*Problem description*.
Pull out every line of the records below that contains the string "green", treating uppercase and lowercase letters as different.

*Materials provided*.
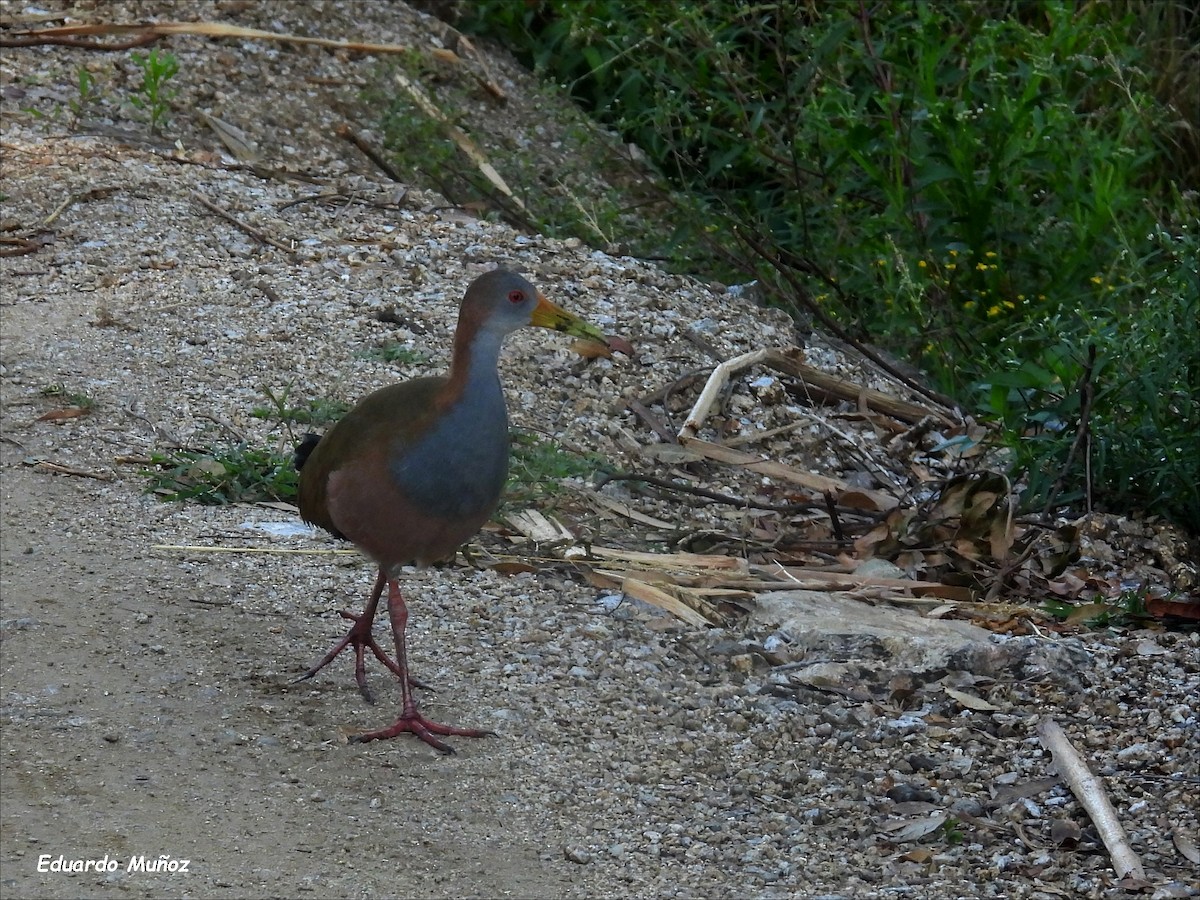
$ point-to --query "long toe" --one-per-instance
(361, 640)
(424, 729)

--

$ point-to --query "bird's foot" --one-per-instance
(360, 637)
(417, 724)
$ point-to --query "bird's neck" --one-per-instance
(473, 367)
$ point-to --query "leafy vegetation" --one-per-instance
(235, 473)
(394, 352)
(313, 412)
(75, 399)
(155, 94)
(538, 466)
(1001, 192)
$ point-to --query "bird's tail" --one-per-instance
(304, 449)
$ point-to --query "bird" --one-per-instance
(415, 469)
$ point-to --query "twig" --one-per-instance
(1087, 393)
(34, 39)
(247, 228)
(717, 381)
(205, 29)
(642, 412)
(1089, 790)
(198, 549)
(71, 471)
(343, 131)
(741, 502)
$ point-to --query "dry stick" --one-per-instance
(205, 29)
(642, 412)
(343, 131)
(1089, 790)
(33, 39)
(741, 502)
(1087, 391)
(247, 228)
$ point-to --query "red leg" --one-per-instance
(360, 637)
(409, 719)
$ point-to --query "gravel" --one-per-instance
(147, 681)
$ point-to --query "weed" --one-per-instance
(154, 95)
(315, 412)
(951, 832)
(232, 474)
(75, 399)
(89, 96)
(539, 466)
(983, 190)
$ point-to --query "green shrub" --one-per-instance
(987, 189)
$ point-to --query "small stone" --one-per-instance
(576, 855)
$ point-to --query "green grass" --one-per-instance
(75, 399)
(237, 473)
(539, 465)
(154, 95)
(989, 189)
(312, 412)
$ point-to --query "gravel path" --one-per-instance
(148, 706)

*Final result*.
$ point-to --query "green shrub" --one-per-instance
$ point-to --query "green grass" --one-per-instance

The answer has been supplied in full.